* THE DATA:
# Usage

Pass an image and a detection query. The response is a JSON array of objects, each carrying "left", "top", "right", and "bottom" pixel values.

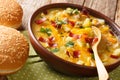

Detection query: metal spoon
[{"left": 92, "top": 26, "right": 109, "bottom": 80}]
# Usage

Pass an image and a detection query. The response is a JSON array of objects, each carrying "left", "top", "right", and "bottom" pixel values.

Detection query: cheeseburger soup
[{"left": 32, "top": 8, "right": 120, "bottom": 66}]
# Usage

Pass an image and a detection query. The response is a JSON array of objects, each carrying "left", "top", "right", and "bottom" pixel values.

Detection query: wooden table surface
[
  {"left": 17, "top": 0, "right": 120, "bottom": 27},
  {"left": 0, "top": 0, "right": 120, "bottom": 80}
]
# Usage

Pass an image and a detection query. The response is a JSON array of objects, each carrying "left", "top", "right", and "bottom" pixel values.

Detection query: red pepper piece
[
  {"left": 109, "top": 30, "right": 114, "bottom": 36},
  {"left": 85, "top": 37, "right": 93, "bottom": 44},
  {"left": 69, "top": 32, "right": 81, "bottom": 39},
  {"left": 68, "top": 21, "right": 75, "bottom": 27},
  {"left": 38, "top": 37, "right": 47, "bottom": 42},
  {"left": 51, "top": 21, "right": 57, "bottom": 27},
  {"left": 92, "top": 37, "right": 98, "bottom": 45},
  {"left": 82, "top": 8, "right": 89, "bottom": 16},
  {"left": 110, "top": 55, "right": 119, "bottom": 59},
  {"left": 73, "top": 50, "right": 80, "bottom": 58},
  {"left": 48, "top": 42, "right": 57, "bottom": 47},
  {"left": 35, "top": 18, "right": 47, "bottom": 24},
  {"left": 49, "top": 37, "right": 55, "bottom": 42},
  {"left": 66, "top": 51, "right": 70, "bottom": 57},
  {"left": 43, "top": 10, "right": 48, "bottom": 15},
  {"left": 87, "top": 48, "right": 93, "bottom": 53}
]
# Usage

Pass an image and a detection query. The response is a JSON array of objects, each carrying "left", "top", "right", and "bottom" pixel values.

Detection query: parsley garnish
[
  {"left": 51, "top": 48, "right": 59, "bottom": 52},
  {"left": 65, "top": 41, "right": 74, "bottom": 47},
  {"left": 40, "top": 28, "right": 52, "bottom": 36}
]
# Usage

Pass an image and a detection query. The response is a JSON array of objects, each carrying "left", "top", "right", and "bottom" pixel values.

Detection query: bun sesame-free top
[{"left": 0, "top": 26, "right": 29, "bottom": 75}]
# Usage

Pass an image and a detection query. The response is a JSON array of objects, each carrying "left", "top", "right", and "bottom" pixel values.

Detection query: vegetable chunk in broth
[{"left": 32, "top": 7, "right": 120, "bottom": 66}]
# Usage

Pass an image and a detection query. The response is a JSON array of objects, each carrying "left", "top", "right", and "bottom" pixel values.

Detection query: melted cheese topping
[{"left": 32, "top": 8, "right": 120, "bottom": 66}]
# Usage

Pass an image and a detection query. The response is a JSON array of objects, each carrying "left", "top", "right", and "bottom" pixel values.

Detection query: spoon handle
[{"left": 93, "top": 47, "right": 109, "bottom": 80}]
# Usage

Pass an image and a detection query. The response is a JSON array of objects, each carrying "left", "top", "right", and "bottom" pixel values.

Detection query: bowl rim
[{"left": 28, "top": 3, "right": 120, "bottom": 69}]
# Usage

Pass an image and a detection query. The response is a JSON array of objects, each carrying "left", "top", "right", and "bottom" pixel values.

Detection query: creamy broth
[{"left": 32, "top": 8, "right": 120, "bottom": 66}]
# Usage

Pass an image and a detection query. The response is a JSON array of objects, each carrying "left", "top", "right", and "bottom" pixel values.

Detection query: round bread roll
[
  {"left": 0, "top": 0, "right": 23, "bottom": 28},
  {"left": 0, "top": 26, "right": 29, "bottom": 75}
]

* WHAT TO PRODUCE: Pick out every line above that contains the word "broth" and copy each of those lines. Case counts.

* TASK ANSWER:
Detection query: vegetable chunk in broth
Detection query: creamy broth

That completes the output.